**DATA FOR THIS TASK**:

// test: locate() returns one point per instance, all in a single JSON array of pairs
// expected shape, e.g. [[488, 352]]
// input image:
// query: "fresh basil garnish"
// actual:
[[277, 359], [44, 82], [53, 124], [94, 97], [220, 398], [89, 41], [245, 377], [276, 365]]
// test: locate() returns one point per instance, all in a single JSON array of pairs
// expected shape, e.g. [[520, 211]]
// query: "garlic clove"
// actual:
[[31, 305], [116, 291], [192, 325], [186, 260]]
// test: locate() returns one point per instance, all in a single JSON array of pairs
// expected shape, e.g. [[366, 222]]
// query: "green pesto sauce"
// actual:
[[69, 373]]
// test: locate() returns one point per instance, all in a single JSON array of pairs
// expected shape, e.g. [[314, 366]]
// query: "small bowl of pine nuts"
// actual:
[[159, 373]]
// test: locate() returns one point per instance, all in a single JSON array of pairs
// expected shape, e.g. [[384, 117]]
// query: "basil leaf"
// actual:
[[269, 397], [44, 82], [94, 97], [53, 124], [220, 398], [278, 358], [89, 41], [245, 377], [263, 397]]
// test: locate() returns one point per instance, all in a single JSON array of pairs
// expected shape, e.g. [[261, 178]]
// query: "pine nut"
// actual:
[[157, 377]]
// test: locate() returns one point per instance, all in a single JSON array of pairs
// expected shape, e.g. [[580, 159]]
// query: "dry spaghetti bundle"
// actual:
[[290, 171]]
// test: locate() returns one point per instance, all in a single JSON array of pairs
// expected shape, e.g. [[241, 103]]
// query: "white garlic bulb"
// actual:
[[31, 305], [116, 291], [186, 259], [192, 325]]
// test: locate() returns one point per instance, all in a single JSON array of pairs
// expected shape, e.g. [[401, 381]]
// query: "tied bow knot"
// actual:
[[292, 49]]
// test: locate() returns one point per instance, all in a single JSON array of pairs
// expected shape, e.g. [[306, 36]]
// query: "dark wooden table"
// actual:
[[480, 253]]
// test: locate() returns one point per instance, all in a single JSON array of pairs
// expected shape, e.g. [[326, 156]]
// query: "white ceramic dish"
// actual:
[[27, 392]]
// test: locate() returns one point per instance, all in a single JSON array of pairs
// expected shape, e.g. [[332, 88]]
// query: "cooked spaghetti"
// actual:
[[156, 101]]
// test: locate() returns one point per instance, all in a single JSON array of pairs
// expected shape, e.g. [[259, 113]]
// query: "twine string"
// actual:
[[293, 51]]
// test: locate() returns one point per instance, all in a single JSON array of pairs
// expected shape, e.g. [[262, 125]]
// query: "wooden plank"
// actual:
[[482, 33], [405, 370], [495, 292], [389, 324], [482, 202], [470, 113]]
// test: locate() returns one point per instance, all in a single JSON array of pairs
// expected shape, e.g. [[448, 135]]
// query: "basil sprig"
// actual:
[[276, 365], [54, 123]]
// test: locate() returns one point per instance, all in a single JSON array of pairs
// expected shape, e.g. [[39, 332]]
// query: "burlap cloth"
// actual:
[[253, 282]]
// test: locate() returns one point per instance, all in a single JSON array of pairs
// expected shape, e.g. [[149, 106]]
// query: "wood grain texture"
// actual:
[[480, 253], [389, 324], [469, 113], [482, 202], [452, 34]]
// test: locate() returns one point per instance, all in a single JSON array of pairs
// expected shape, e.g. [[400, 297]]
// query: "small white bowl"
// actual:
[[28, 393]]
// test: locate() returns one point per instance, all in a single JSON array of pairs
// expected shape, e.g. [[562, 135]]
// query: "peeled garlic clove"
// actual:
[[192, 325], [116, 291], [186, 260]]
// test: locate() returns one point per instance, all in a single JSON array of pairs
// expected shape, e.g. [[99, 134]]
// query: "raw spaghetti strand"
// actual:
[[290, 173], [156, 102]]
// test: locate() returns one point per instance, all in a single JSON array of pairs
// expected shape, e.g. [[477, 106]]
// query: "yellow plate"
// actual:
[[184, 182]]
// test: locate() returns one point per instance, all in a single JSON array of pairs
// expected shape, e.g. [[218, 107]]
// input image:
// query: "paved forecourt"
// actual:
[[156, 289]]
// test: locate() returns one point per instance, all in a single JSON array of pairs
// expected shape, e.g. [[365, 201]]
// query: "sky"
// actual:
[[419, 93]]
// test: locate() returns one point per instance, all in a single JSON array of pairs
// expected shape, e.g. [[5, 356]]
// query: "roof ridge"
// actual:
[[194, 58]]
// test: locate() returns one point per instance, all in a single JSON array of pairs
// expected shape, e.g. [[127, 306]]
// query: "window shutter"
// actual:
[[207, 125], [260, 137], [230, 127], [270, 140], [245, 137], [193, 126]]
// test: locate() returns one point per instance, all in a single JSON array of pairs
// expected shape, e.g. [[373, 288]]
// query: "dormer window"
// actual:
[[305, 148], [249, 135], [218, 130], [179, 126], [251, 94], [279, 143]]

**WORK TO BE COMPLETED**:
Extract every entry in the listing word for word.

**TASK RESULT**:
// test: locate() returns one point per instance, all in a single JSON array of pairs
// expected shape, e.g. [[488, 352]]
// input image:
// query: "fresh basil garnish"
// actual:
[[277, 359], [44, 82], [53, 124], [94, 97], [220, 398], [89, 41], [245, 377], [276, 365]]
// test: locate() returns one point per instance, all in a single JSON array of pairs
// expected shape, e.g. [[520, 211]]
// query: "garlic clove"
// actual:
[[31, 305], [116, 291], [192, 325], [186, 260]]
// test: locate() returns one point per instance, all in a single JSON array of pairs
// expected shape, e.g. [[366, 222]]
// query: "green pesto sauce"
// actual:
[[69, 373]]
// test: locate() returns one point per instance, all in a single JSON array of pairs
// expected shape, e.g. [[314, 366]]
// query: "small bowl of pine nuts"
// actual:
[[159, 373]]
// test: locate() returns one point per instance, all in a single JSON array of pairs
// expected shape, e.g. [[384, 117]]
// query: "basil leaf"
// actual:
[[269, 397], [44, 82], [94, 97], [53, 124], [220, 398], [278, 358], [89, 41], [245, 377], [263, 397]]
// test: locate() returns one point per instance, all in a single JSON array of pairs
// expected shape, e.g. [[261, 178]]
// query: "pine nut"
// actual:
[[157, 377]]
// test: locate() returns one point per instance, all in a single JSON array of pairs
// expected shape, e.g. [[580, 159]]
// query: "dry spaghetti bundle"
// actual:
[[290, 171]]
// test: locate() returns one point per instance, all in a single JSON array of pairs
// expected shape, e.g. [[241, 103]]
// query: "white garlic bulb"
// actual:
[[31, 305], [116, 291], [186, 259], [192, 325]]
// test: locate() returns one point per instance, all in a single JSON array of pairs
// expected shape, e.g. [[401, 381]]
// query: "tied bow knot"
// actual:
[[292, 49]]
// test: locate() returns one point per instance, all in a single JSON array of pairs
// expected shape, e.g. [[306, 36]]
// query: "dark wooden table"
// actual:
[[480, 253]]
// test: locate() returns one point per instance, all in a single JSON array of pairs
// expected shape, e.g. [[326, 156]]
// query: "white ceramic dish"
// actual:
[[27, 392]]
// test: locate() returns one point per instance, all in a single JSON array of pairs
// expected shape, e.g. [[332, 88]]
// query: "cooked spaghetti"
// actual:
[[156, 101]]
// test: locate() returns one point per instance, all in a single JSON array of pairs
// expected shape, e.g. [[259, 113]]
// query: "twine string"
// actual:
[[293, 51]]
// test: locate() returns one point per instance, all in a single JSON array of pairs
// expected shape, e.g. [[262, 125]]
// query: "wooden plank"
// actual:
[[482, 33], [405, 370], [495, 292], [389, 324], [482, 202], [470, 113]]
// test: locate() returns one point per instance, all in a single JSON array of pairs
// expected shape, e.g. [[448, 135]]
// query: "basil sprig"
// actual:
[[276, 365], [54, 123]]
// test: locate() returns one point per instance, all in a single JSON array of pairs
// expected shape, e.g. [[39, 332]]
// query: "burlap cloth"
// actual:
[[253, 282]]
// test: locate() returns one point per instance, all in a single JSON array of pairs
// expected shape, e.g. [[149, 106]]
// query: "wood grain texture"
// actual:
[[480, 253], [389, 324], [469, 113], [482, 202], [452, 34]]
// test: locate() returns one point per instance, all in a single JSON array of pairs
// expected shape, e.g. [[400, 297]]
// query: "small white bowl"
// actual:
[[28, 393]]
// test: locate() returns one point per instance, all in a single JSON array of pairs
// expected shape, e.g. [[562, 135]]
// query: "peeled garlic clove"
// actual:
[[192, 325], [116, 291], [186, 260]]
// test: locate() returns one point per instance, all in a single JSON array of pairs
// expected shape, e.g. [[99, 134]]
// query: "raw spaghetti strand"
// actual:
[[290, 173], [156, 102]]
// test: locate() returns one point per instance, all in a single JSON array of pairs
// expected shape, e.g. [[477, 106]]
// query: "yellow plate"
// actual:
[[184, 182]]
// test: locate() returns one point per instance, all in a single JSON array of pairs
// expected shape, e.g. [[218, 107]]
// input image:
// query: "paved forecourt"
// actual:
[[156, 289]]
// test: locate() returns one point per instance, all in a single JSON array of pairs
// expected shape, e.g. [[365, 201]]
// query: "sky"
// actual:
[[419, 93]]
// test: locate() returns one point per instance, all in a single JSON array of pairs
// expected shape, e.g. [[5, 356]]
// query: "roof ridge"
// actual:
[[194, 58]]
// test: locate() returns one point per instance, all in a single JSON array of pairs
// expected shape, e.g. [[127, 306]]
// query: "window shutter"
// actual:
[[207, 125], [260, 137], [230, 127], [270, 140], [245, 137], [193, 126]]
// test: locate() returns one point per instance, all in a single JSON array of pairs
// expected shape, e.g. [[373, 288]]
// query: "dormer window"
// actual:
[[305, 148], [249, 135], [218, 130], [179, 126], [251, 94], [279, 143]]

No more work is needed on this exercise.